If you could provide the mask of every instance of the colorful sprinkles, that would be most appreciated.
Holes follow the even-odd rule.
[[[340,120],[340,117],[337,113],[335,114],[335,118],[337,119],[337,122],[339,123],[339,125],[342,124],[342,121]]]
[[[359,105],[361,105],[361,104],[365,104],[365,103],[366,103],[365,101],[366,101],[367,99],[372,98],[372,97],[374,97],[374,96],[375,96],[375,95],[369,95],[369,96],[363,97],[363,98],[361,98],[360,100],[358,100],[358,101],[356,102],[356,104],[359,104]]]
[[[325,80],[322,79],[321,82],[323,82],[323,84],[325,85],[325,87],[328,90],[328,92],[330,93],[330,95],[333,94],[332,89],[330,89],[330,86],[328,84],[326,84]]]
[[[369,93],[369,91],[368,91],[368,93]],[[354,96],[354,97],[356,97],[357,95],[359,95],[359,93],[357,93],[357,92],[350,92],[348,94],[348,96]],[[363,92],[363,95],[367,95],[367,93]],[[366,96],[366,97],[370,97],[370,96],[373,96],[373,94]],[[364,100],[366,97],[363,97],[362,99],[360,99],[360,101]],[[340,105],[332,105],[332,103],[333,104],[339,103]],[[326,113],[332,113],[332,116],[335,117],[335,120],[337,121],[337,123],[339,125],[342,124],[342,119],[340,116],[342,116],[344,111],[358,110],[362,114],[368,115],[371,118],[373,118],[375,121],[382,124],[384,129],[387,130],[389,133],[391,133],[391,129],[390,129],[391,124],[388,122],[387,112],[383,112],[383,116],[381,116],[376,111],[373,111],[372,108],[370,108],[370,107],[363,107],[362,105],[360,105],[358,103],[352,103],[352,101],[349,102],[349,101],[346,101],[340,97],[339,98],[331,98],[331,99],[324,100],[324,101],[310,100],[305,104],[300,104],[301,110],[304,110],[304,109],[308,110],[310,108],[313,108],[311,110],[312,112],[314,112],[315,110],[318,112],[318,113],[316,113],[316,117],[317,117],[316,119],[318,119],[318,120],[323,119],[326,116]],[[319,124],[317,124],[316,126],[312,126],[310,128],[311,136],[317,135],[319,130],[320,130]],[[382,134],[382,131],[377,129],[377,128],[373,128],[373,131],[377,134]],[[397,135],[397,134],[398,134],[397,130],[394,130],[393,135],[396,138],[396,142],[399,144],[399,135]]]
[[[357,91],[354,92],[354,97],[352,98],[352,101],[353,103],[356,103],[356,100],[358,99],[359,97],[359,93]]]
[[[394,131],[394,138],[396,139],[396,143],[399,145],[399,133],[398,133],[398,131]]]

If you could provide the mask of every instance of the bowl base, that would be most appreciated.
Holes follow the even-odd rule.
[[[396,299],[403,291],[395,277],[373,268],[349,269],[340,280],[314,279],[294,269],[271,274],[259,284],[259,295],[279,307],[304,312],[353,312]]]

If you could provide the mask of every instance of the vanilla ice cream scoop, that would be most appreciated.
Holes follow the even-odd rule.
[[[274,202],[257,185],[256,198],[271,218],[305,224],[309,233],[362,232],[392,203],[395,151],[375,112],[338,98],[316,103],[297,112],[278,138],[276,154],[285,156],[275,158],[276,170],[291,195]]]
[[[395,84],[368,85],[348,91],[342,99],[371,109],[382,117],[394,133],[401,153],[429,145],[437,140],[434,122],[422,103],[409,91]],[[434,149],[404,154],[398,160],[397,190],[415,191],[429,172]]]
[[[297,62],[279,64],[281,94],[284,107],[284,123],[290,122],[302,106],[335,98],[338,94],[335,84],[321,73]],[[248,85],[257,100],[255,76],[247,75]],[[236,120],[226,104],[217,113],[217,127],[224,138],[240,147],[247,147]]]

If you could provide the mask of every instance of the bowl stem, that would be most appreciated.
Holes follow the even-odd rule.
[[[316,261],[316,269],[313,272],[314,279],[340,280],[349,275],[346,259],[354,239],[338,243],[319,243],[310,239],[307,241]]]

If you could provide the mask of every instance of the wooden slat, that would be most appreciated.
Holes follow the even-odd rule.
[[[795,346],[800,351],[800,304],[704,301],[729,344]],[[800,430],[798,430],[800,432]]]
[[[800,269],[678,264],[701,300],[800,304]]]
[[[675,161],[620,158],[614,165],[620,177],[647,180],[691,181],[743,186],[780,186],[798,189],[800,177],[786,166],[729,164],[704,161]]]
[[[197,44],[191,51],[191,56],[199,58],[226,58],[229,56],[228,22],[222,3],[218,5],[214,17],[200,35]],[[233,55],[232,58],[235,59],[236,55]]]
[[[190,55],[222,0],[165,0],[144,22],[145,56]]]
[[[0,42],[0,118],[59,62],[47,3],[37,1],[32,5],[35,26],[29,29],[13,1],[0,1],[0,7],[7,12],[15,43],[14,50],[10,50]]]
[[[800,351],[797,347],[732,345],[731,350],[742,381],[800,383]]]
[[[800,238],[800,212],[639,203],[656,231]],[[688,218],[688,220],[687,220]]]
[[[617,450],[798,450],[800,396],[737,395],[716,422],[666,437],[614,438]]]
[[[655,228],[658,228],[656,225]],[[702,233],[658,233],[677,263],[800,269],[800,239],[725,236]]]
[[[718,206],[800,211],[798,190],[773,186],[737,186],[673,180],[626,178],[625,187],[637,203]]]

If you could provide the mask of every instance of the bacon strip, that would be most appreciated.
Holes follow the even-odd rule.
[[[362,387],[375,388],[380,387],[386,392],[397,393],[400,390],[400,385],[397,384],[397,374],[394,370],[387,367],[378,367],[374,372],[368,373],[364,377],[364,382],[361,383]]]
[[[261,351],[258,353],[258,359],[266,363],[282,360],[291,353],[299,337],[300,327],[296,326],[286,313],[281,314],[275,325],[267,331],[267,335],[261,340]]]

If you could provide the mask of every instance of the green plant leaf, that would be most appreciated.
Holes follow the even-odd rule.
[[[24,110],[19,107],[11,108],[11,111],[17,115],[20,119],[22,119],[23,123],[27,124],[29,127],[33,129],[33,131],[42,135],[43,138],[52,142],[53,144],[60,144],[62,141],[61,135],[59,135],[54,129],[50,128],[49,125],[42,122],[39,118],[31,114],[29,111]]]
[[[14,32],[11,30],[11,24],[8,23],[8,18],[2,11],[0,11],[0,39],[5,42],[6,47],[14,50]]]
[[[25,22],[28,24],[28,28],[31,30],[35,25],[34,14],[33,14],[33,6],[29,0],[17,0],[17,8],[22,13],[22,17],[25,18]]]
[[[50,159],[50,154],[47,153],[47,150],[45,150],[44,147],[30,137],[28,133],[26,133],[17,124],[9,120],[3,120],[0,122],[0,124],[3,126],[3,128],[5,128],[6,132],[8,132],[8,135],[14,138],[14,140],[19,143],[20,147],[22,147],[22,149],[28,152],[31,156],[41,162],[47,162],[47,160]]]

+++

Copy every line of the material exactly, keeping all of it.

If you could provide the mask of every instance of the colorful sprinkles, that would be most appreciated.
Holes follow the even-odd rule.
[[[340,120],[340,117],[337,113],[335,114],[335,118],[337,119],[337,122],[339,123],[339,125],[342,124],[342,121]]]
[[[359,105],[361,105],[361,104],[365,104],[365,103],[366,103],[365,101],[366,101],[367,99],[372,98],[372,97],[374,97],[374,96],[375,96],[375,95],[369,95],[369,96],[363,97],[363,98],[361,98],[360,100],[358,100],[358,101],[356,102],[356,104],[359,104]]]
[[[325,80],[322,79],[321,82],[323,82],[323,84],[325,85],[325,87],[328,90],[328,92],[330,93],[330,95],[333,94],[332,89],[330,89],[330,86],[328,84],[326,84]]]
[[[369,93],[369,91],[368,91],[368,93]],[[354,96],[354,97],[356,97],[357,95],[359,95],[359,93],[357,93],[357,92],[350,92],[348,94],[348,96]],[[363,92],[363,95],[367,95],[367,93]],[[366,96],[366,97],[370,97],[370,96],[373,96],[373,94]],[[364,100],[366,97],[363,97],[362,99],[360,99],[360,101]],[[340,105],[332,105],[332,103],[333,104],[339,103]],[[326,113],[332,113],[332,116],[335,117],[335,120],[337,121],[337,123],[339,125],[342,124],[342,119],[340,116],[342,116],[344,111],[358,110],[362,114],[368,115],[371,118],[373,118],[375,121],[382,124],[384,129],[387,130],[389,133],[391,133],[391,129],[390,129],[391,124],[388,122],[387,112],[383,112],[383,116],[381,116],[376,111],[373,111],[372,108],[370,108],[370,107],[363,107],[362,105],[360,105],[358,103],[352,103],[352,101],[349,102],[349,101],[346,101],[340,97],[339,98],[331,98],[331,99],[324,100],[324,101],[310,100],[305,104],[300,104],[301,110],[304,110],[304,109],[308,110],[310,108],[313,108],[311,110],[312,112],[314,112],[315,110],[318,112],[318,113],[316,113],[316,117],[317,117],[316,119],[318,119],[318,120],[323,119],[326,116]],[[319,124],[317,124],[316,126],[312,126],[310,128],[311,136],[317,135],[319,130],[320,130]],[[382,134],[382,131],[377,129],[377,128],[373,128],[373,131],[377,134]],[[397,135],[397,134],[398,134],[397,130],[394,130],[393,135],[396,138],[396,142],[399,144],[399,135]]]
[[[357,91],[354,92],[354,97],[352,98],[352,101],[353,103],[356,103],[356,100],[358,99],[359,97],[359,93]]]
[[[394,131],[394,138],[396,139],[396,143],[399,145],[399,133],[398,133],[398,131]]]

If you could provide the mask of every instance of the bowl base, that would be most appreciated.
Holes follow the even-odd rule.
[[[396,299],[403,291],[395,277],[373,268],[349,269],[340,280],[314,279],[294,269],[271,274],[259,284],[259,295],[279,307],[304,312],[353,312]]]

If you could provide the mask of every instance of the vanilla ice cream scoop, that would be most appreciated.
Holes follow the even-odd rule.
[[[274,202],[257,185],[256,198],[271,218],[305,224],[309,233],[362,232],[392,203],[395,151],[375,112],[338,98],[316,103],[297,112],[278,138],[276,154],[285,156],[275,158],[276,170],[291,195]]]
[[[395,84],[368,85],[348,91],[342,99],[371,109],[382,117],[394,133],[401,153],[429,145],[437,140],[434,122],[422,103],[409,91]],[[434,149],[404,154],[398,160],[397,190],[415,191],[429,172]]]
[[[297,62],[279,64],[281,94],[284,107],[284,123],[290,122],[302,106],[335,98],[338,94],[335,84],[321,73]],[[248,85],[257,100],[255,76],[247,75]],[[236,120],[226,104],[217,113],[217,127],[224,138],[240,147],[247,147]]]

If you could provide the mask of every instance of the bowl stem, that would be most appreciated.
Holes follow the even-odd rule.
[[[316,261],[316,269],[313,272],[314,279],[340,280],[349,275],[346,259],[354,239],[338,243],[319,243],[310,239],[307,241]]]

If you could provide the mask of every instance of the wooden slat, that would be most appreciated.
Holes follow the even-odd rule.
[[[795,346],[800,351],[800,304],[704,301],[729,344]],[[800,430],[798,430],[800,432]]]
[[[800,269],[678,264],[701,300],[800,304]]]
[[[675,161],[620,158],[614,165],[620,177],[647,180],[691,181],[743,186],[780,186],[798,189],[800,177],[786,166],[729,164],[704,161]]]
[[[197,44],[191,51],[191,56],[199,58],[226,58],[229,56],[228,22],[222,3],[218,5],[214,17],[200,35]],[[233,55],[232,58],[235,59],[236,55]]]
[[[190,55],[222,0],[165,0],[144,22],[145,56]]]
[[[0,42],[0,118],[59,62],[47,3],[37,1],[32,5],[35,26],[29,29],[13,1],[0,1],[0,7],[7,12],[15,43],[14,50],[10,50]]]
[[[800,351],[797,347],[732,345],[731,350],[742,381],[800,383]]]
[[[800,238],[800,212],[639,203],[656,231]],[[688,218],[688,220],[687,220]]]
[[[617,450],[798,450],[800,396],[737,395],[716,422],[666,437],[614,438]]]
[[[655,228],[658,228],[656,225]],[[702,233],[658,233],[677,263],[800,269],[800,239],[725,236]]]
[[[718,206],[800,211],[798,190],[773,186],[737,186],[673,180],[626,178],[625,187],[637,203]]]

If you could provide the mask of every instance of the bacon strip, that would be most appreciated.
Holes follow the even-odd rule.
[[[362,387],[375,388],[380,387],[386,392],[397,393],[400,390],[400,385],[397,384],[397,374],[394,370],[387,367],[378,367],[374,372],[368,373],[364,377],[364,382],[361,383]]]
[[[261,351],[258,353],[258,359],[266,363],[282,360],[291,353],[299,337],[300,327],[296,326],[286,313],[281,314],[275,325],[267,331],[267,335],[261,340]]]

If you could provide the mask of every instance of the green plant leaf, that would be most appreciated.
Holes follow the even-odd rule.
[[[24,110],[19,107],[11,108],[11,111],[17,115],[20,119],[22,119],[23,123],[27,124],[29,127],[33,129],[33,131],[42,135],[43,138],[52,142],[53,144],[60,144],[62,141],[61,135],[59,135],[54,129],[50,128],[49,125],[42,122],[39,118],[31,114],[29,111]]]
[[[14,32],[11,30],[11,24],[8,23],[8,18],[2,11],[0,11],[0,39],[5,42],[6,47],[14,50]]]
[[[25,22],[28,24],[28,28],[31,30],[35,25],[34,14],[33,14],[33,6],[29,0],[17,0],[17,8],[22,13],[22,17],[25,18]]]
[[[50,159],[50,154],[47,153],[47,150],[45,150],[44,147],[30,137],[28,133],[26,133],[17,124],[9,120],[3,120],[0,122],[0,124],[3,126],[3,128],[5,128],[6,132],[8,132],[8,135],[14,138],[14,140],[19,143],[20,147],[22,147],[22,149],[28,152],[31,156],[41,162],[47,162],[47,160]]]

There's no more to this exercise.